To be done:
Copy the records below word for word, from the line containing "If you could tag every instance of the hat" through the line containing "point(323, 140)", including both of those lines.

Data entries:
________________________________________
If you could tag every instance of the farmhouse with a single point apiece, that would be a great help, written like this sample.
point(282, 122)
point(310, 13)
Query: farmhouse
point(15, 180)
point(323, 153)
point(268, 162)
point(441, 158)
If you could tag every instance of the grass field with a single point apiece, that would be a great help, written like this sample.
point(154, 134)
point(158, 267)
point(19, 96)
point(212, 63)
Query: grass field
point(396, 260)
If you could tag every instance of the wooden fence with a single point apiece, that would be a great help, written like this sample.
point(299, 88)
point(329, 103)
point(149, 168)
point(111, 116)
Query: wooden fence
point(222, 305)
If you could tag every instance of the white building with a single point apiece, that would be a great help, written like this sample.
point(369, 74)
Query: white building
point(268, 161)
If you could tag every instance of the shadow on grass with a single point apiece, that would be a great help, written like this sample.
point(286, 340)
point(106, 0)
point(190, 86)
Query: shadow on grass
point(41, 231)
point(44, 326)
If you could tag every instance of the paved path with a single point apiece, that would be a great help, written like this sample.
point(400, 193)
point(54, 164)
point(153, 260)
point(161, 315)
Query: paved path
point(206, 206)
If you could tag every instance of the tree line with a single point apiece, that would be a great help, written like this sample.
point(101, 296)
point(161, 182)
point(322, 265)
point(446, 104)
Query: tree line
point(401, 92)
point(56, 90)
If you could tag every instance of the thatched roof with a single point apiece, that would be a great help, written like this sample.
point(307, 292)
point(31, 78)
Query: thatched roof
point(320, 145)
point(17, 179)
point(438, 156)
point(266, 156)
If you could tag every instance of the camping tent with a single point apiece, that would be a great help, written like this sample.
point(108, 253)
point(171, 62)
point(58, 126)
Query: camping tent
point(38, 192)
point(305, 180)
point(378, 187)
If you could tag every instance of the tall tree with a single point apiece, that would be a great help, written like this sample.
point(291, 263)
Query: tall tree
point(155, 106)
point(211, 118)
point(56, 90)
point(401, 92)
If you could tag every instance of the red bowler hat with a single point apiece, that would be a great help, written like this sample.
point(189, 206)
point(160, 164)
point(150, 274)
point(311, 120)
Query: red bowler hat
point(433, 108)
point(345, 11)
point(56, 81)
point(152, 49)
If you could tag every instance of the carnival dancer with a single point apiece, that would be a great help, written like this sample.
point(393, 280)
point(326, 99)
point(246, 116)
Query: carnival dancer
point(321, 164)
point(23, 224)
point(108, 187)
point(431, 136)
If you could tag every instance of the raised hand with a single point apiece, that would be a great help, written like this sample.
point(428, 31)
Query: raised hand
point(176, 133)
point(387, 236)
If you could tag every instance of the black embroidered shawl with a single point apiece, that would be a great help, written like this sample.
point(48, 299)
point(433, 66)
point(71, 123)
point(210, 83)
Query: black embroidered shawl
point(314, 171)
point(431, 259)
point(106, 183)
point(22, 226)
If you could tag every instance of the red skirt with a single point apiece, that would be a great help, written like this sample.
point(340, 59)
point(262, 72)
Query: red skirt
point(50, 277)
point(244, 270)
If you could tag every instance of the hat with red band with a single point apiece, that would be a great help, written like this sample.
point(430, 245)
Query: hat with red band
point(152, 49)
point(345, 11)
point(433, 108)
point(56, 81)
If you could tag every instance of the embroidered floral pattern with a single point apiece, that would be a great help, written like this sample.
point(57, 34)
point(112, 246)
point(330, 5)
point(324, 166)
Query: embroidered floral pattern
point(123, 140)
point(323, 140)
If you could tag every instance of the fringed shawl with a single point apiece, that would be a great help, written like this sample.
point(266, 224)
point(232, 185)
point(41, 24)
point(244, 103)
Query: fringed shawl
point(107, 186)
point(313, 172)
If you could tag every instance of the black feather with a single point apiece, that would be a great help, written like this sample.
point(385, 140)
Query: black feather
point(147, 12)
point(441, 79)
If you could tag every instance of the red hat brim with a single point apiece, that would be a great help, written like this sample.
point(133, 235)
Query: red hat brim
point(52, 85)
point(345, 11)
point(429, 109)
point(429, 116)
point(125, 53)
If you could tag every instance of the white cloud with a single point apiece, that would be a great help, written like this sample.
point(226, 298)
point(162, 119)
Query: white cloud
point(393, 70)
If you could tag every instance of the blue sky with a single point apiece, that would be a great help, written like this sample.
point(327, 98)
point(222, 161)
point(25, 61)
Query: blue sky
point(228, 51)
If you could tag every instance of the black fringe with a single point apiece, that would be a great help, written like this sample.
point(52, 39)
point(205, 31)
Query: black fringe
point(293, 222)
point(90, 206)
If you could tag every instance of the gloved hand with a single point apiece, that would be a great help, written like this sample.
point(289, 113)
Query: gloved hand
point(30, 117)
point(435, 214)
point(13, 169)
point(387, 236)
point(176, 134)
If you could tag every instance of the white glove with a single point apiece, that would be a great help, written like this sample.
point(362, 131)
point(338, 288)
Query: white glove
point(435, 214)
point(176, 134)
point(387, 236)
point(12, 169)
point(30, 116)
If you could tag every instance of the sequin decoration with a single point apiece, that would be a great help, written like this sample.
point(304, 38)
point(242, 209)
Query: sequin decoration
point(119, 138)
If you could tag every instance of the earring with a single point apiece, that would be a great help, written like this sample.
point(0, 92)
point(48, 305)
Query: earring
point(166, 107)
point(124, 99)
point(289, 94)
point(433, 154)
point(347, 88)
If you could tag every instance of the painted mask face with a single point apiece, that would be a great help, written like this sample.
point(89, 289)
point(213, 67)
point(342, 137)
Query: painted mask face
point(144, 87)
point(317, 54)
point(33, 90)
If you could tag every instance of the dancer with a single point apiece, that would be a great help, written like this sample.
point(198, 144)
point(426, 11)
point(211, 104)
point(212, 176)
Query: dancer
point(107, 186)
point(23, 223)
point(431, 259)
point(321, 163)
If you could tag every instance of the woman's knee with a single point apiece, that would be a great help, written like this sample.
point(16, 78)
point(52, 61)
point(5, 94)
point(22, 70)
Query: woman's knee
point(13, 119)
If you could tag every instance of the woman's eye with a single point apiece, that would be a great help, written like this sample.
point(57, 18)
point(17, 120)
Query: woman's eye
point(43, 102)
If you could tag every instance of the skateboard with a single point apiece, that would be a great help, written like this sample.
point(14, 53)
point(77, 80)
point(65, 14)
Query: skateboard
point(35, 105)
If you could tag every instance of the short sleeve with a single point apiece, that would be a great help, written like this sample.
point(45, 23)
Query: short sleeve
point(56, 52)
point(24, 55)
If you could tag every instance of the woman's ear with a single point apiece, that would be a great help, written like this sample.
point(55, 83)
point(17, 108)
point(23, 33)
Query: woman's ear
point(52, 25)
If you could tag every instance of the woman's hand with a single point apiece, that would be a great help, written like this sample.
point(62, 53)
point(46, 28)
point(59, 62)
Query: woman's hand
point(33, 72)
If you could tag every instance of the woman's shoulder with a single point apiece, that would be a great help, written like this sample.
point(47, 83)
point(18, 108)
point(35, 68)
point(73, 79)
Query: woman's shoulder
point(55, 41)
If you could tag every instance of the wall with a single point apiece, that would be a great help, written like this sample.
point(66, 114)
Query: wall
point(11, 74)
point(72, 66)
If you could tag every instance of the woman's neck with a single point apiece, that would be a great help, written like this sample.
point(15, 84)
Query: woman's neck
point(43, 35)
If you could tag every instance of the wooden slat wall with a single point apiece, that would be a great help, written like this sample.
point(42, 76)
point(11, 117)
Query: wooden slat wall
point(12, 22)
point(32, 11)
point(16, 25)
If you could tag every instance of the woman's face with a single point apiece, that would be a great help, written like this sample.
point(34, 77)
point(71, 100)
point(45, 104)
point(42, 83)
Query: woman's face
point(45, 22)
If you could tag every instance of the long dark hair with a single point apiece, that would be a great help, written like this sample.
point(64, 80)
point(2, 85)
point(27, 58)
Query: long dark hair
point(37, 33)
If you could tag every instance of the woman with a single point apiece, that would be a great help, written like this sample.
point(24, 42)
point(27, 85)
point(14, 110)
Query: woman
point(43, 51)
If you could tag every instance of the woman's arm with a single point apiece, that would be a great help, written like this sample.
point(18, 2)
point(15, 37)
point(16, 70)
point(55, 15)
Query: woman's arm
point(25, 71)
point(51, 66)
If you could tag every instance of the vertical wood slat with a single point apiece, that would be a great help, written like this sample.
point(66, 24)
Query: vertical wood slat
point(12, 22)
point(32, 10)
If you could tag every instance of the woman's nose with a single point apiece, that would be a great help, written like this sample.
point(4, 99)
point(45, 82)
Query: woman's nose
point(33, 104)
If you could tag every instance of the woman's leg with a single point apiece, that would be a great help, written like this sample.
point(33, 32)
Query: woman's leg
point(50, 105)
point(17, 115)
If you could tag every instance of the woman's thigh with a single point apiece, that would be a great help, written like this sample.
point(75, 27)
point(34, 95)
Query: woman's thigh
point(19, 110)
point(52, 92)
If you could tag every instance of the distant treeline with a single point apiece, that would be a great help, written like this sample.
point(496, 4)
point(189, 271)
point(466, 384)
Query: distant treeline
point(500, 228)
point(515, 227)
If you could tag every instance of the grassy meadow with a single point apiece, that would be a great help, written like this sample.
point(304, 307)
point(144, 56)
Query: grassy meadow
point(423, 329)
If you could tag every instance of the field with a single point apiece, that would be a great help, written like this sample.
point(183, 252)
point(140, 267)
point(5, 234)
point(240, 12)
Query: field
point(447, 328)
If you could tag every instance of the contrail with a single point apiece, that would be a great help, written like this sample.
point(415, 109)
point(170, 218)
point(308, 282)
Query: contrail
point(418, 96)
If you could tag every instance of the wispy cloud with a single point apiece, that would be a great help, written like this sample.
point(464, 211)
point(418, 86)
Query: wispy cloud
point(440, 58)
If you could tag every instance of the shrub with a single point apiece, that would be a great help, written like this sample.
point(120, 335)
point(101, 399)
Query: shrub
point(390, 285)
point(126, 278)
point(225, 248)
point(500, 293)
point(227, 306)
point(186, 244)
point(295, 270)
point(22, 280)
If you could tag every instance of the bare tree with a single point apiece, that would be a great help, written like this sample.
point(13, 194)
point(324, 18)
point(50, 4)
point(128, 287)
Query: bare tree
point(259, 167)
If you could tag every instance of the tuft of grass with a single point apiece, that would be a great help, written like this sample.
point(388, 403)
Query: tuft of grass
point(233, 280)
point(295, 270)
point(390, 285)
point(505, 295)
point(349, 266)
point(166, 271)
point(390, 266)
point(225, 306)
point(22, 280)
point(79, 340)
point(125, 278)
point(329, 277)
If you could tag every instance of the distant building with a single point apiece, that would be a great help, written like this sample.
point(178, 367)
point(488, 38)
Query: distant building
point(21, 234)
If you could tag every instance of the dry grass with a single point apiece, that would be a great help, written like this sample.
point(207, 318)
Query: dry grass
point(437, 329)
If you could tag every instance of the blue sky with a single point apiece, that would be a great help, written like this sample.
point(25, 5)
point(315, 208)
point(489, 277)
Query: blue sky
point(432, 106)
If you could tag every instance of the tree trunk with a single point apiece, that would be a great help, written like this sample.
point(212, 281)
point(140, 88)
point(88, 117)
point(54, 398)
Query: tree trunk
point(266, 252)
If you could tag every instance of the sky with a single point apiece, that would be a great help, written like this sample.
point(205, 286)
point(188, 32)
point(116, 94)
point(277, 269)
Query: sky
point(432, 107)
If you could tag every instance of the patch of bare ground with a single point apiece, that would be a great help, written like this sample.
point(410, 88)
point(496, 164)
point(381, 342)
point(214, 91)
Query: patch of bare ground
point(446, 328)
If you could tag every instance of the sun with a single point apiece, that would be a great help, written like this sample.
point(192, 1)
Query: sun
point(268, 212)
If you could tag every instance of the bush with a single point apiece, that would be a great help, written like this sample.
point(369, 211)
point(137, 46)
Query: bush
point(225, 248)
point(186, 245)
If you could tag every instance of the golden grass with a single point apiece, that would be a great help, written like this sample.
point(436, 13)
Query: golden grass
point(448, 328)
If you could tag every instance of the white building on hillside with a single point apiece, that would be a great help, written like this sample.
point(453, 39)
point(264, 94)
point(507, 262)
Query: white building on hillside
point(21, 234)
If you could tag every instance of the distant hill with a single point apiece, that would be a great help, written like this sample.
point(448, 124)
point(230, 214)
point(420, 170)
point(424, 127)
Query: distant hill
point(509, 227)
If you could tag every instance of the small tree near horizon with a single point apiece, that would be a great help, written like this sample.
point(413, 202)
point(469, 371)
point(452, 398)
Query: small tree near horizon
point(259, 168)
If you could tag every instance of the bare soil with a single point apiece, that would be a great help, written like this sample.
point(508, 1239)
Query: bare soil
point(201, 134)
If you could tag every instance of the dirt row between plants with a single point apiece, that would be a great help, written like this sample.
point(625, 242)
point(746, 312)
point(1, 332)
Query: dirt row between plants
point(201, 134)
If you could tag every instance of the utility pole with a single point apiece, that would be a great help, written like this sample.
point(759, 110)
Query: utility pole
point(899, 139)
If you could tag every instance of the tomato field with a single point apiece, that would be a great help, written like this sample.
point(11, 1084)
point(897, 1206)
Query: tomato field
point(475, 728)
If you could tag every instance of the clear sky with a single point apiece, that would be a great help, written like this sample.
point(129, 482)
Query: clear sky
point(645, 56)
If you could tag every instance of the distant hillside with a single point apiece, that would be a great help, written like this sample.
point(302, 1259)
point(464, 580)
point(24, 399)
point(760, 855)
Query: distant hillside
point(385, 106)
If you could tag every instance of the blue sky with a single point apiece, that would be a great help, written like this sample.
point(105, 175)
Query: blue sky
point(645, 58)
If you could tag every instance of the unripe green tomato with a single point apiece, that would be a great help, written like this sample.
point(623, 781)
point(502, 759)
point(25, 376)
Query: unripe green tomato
________________________________________
Finished answer:
If you could tag every instance of the hat with red band with a single point apiece, that would be a great help, written like this sample.
point(430, 245)
Query: hat with red band
point(152, 49)
point(345, 11)
point(433, 108)
point(56, 81)
If you could tag every instance of the embroidered floral pattern with a single point apiece, that would be a great help, written like this sample.
point(57, 34)
point(112, 246)
point(330, 5)
point(324, 166)
Query: embroidered floral pattern
point(123, 140)
point(323, 140)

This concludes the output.